> EXCERPT:
* * * * *
Sumaya1988 · 23/05/2018 14:25

Hi all,

I have a major decision to make this year andit's breaking my heart. I'm starting a PGCE in September my daughter will be 8 mo. My motivation is simply that i have spilt from her father and need the best career in order to give her the best start in life.

Now the dilemma is after calculating childcare costs PGCE programme that involves different placements, planning and preparing as well as my own assessment for the university, realistically i will not be able to afford to manage on my own as I'm only now learning to drive and will not have the money for a car/insurance/mot etc if i even pass by September. I'm trying to being honest with myself before getting my self into a dropout situation ( 60% of current dropout rates are 21 yo without any responsibility!)

My mother has offered to take her for the duration of the course. She live in East africa. I know my heart hammers out my chest each time i even think about it. She's got arthritis and the winter months here she's on constant horse grade pain relief and can barely walk but in the hot temperature she's miraculously fine, so asking her to come back to the UK will make her sick again and i cannot watch my mother in pain and trying to take care of my LO.
* * * * *
> WHAT IS EXPECTED:
Transcribe the forum post between "I have a major" and "without any responsibility!)", inclusive.

> EXTRACTED INFORMATION:
* * * * *
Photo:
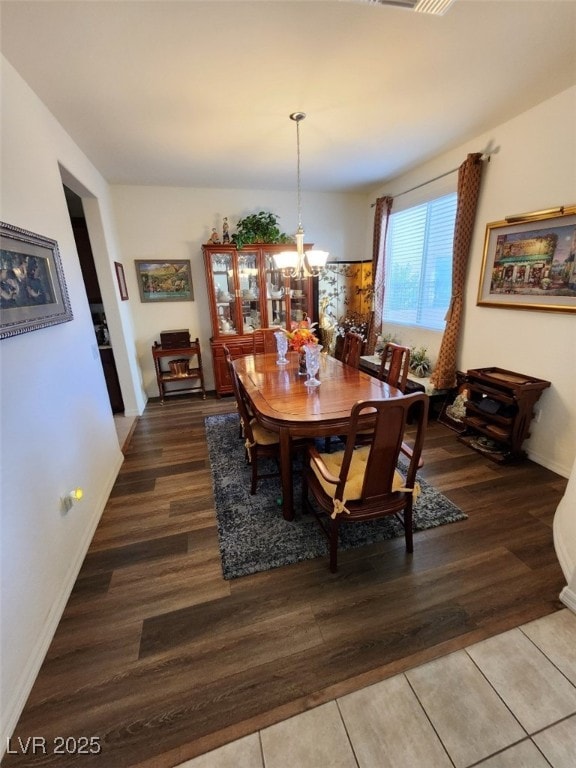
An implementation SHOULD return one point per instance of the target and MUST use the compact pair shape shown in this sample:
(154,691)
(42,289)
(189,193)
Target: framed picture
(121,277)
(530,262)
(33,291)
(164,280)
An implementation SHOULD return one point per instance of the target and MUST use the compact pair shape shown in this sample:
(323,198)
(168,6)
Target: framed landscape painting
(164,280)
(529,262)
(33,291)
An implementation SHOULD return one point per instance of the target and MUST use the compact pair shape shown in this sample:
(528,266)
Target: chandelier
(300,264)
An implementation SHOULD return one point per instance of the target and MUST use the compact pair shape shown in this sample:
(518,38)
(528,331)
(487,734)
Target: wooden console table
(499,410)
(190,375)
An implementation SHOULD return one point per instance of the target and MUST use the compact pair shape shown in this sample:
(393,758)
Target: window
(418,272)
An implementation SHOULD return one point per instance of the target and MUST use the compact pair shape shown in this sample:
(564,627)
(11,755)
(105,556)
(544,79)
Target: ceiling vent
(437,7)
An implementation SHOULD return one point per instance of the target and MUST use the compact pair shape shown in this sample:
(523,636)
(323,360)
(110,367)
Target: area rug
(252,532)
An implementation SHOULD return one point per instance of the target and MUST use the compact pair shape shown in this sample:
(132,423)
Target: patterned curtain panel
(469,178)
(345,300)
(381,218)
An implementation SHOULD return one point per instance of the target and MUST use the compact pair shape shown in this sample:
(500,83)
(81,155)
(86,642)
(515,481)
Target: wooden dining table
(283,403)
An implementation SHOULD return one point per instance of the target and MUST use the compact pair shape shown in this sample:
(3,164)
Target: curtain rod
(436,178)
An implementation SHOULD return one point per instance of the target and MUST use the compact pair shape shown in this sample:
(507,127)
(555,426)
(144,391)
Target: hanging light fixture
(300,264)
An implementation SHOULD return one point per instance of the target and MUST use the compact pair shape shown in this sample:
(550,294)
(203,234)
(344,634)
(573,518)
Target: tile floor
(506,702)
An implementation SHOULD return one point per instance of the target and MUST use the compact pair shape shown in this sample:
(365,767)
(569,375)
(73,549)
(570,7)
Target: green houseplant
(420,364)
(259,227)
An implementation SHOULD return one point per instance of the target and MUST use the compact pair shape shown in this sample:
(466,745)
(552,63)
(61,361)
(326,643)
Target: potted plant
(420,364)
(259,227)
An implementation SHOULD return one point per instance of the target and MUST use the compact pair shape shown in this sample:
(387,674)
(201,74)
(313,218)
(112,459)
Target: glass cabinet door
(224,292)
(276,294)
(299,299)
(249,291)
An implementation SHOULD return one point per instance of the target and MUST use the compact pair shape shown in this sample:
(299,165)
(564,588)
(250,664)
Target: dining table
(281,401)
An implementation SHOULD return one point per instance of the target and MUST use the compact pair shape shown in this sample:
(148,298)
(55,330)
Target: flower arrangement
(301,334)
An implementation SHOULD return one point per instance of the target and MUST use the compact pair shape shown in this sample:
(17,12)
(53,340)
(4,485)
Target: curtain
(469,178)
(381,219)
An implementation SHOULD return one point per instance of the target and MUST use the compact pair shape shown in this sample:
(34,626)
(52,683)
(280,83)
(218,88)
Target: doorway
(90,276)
* * * * *
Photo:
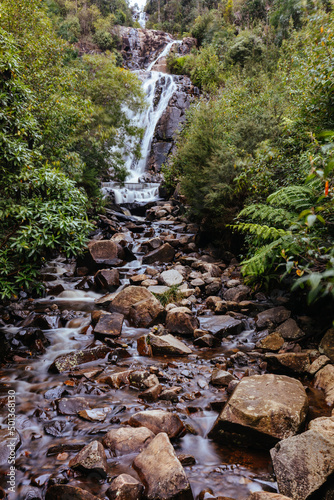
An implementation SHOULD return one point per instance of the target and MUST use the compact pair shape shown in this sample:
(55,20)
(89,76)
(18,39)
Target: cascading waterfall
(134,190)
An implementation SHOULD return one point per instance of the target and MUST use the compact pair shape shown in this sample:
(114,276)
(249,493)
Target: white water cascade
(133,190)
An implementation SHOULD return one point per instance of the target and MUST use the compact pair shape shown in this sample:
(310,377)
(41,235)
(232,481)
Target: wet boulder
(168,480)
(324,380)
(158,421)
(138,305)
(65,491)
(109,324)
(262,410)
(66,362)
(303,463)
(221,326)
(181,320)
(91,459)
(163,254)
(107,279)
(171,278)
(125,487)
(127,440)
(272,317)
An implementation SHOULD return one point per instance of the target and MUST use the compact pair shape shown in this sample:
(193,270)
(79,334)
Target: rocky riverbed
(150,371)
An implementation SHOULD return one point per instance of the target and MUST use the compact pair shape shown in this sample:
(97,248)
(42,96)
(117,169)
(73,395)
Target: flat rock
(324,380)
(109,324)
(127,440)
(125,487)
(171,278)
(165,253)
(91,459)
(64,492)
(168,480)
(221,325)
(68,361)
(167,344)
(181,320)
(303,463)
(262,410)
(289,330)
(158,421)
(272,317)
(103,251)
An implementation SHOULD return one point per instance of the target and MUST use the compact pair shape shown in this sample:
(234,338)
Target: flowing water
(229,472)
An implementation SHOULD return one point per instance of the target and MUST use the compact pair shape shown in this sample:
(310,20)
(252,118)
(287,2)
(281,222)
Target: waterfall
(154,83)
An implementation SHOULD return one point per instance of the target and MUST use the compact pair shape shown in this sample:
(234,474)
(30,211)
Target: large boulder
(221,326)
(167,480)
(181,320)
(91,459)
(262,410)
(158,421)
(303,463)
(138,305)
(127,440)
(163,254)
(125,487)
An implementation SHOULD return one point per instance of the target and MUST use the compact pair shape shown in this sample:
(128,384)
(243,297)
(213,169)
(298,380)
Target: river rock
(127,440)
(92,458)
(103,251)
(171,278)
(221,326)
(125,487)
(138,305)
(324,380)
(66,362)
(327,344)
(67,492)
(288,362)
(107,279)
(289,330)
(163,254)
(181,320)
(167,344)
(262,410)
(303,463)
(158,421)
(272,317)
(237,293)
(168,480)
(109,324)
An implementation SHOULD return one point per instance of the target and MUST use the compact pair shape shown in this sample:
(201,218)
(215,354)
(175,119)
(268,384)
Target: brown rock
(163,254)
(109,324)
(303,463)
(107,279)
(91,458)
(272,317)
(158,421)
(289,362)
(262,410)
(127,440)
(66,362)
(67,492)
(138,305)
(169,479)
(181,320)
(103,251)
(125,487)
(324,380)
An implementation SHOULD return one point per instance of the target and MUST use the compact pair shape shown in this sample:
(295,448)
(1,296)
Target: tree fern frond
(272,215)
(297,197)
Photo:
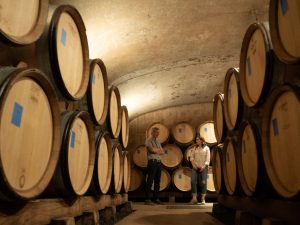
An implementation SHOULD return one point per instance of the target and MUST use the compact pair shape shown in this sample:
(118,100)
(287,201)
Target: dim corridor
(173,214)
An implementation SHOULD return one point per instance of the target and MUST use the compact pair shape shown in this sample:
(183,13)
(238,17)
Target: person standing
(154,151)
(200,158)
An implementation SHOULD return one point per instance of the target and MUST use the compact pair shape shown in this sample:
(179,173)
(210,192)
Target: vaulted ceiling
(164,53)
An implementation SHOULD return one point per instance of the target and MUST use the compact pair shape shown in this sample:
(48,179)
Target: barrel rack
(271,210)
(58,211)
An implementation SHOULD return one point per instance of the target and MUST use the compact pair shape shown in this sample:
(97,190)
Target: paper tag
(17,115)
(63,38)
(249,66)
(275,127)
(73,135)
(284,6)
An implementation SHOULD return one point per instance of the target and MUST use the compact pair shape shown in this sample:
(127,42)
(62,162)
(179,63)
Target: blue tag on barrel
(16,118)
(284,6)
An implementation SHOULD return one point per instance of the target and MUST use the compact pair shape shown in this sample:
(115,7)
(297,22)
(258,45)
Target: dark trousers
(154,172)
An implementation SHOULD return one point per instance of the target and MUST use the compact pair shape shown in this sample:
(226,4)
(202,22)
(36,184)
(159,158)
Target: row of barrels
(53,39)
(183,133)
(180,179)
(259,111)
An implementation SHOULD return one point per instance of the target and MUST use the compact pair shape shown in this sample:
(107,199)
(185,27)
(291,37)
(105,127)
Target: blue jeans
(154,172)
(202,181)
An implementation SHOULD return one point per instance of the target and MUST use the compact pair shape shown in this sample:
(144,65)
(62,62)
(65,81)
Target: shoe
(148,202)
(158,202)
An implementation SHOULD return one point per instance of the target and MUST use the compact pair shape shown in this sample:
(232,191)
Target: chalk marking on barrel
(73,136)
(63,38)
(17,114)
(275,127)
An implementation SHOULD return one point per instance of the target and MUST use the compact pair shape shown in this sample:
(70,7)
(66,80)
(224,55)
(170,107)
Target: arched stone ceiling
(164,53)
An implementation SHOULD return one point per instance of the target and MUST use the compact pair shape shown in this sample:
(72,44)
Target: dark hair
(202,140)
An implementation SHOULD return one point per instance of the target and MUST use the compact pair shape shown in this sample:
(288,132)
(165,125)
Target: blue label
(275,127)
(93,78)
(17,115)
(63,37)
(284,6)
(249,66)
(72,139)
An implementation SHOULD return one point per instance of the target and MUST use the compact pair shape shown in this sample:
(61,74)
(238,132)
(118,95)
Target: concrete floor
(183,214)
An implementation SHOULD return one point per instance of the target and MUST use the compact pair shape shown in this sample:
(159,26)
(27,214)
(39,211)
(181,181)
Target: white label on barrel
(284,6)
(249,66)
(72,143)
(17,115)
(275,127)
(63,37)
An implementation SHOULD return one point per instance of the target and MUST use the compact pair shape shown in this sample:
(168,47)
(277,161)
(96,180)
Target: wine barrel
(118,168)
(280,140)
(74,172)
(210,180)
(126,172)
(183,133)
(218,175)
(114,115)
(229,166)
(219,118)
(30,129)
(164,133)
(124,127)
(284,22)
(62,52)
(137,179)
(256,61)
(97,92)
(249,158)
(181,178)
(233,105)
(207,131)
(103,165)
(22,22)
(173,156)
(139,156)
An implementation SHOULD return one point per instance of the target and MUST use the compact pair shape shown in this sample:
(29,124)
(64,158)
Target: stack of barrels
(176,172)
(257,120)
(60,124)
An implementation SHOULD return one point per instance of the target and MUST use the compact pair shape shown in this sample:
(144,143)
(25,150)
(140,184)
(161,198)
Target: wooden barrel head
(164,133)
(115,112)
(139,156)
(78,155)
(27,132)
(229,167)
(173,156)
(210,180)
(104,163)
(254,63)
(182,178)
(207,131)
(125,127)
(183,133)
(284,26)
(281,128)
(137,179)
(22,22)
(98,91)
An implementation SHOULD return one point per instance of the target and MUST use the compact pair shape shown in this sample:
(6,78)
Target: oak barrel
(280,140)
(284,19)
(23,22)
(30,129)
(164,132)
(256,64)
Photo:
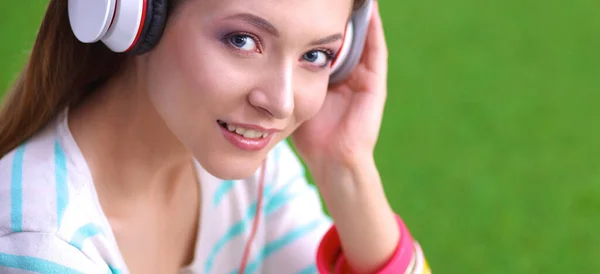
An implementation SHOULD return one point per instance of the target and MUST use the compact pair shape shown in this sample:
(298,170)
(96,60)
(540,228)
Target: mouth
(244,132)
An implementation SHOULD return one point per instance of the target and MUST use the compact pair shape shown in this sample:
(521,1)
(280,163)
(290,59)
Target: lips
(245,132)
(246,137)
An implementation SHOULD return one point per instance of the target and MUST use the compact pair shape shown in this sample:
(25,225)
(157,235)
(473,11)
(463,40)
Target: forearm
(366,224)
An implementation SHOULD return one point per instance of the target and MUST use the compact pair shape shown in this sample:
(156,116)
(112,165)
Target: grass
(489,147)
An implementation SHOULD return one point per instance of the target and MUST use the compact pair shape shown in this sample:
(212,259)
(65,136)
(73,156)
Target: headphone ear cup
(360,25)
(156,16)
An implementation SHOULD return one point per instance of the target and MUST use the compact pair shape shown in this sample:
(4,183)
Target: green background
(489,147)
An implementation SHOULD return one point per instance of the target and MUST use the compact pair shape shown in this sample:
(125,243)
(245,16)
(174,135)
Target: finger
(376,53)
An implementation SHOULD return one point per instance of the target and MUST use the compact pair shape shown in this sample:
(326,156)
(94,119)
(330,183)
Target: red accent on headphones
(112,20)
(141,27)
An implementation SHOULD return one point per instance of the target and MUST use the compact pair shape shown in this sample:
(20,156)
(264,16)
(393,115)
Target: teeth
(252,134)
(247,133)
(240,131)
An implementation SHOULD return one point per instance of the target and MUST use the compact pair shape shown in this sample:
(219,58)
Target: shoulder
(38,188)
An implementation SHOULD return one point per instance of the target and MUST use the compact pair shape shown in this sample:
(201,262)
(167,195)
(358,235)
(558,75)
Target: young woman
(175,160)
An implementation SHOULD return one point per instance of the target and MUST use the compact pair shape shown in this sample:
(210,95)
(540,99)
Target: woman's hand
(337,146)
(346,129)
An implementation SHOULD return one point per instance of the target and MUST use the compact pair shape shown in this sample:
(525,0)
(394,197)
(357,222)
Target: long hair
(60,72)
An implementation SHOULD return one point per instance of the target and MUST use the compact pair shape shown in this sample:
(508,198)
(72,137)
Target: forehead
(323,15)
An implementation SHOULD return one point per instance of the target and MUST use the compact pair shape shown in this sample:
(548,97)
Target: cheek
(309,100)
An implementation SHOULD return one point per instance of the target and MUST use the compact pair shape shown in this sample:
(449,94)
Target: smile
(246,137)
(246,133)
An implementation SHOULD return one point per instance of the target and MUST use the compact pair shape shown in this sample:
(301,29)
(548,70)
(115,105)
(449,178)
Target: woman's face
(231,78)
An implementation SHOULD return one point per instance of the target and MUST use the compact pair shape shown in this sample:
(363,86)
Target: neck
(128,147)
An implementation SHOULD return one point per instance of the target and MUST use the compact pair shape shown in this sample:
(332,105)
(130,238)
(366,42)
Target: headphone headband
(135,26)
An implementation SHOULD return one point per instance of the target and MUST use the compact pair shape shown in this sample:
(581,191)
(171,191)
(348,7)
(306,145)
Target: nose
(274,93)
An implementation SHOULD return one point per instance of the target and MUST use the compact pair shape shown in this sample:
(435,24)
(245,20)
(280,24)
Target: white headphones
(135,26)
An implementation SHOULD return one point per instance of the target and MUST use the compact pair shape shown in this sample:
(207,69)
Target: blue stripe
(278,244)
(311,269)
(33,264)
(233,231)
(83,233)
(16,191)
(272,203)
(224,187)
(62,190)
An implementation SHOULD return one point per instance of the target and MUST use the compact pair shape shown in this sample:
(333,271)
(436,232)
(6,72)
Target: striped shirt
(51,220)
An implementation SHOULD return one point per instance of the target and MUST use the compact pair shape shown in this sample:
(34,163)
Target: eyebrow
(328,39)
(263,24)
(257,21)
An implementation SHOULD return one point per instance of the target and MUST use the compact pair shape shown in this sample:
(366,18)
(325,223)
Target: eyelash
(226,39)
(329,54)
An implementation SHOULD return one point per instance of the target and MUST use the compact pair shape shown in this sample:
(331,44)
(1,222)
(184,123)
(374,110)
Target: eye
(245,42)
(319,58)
* * * * *
> COMPLETED TASK:
I have a major decision to make this year andit's breaking my heart. I'm starting a PGCE in September my daughter will be 8 mo. My motivation is simply that i have spilt from her father and need the best career in order to give her the best start in life.

Now the dilemma is after calculating childcare costs PGCE programme that involves different placements, planning and preparing as well as my own assessment for the university, realistically i will not be able to afford to manage on my own as I'm only now learning to drive and will not have the money for a car/insurance/mot etc if i even pass by September. I'm trying to being honest with myself before getting my self into a dropout situation ( 60% of current dropout rates are 21 yo without any responsibility!)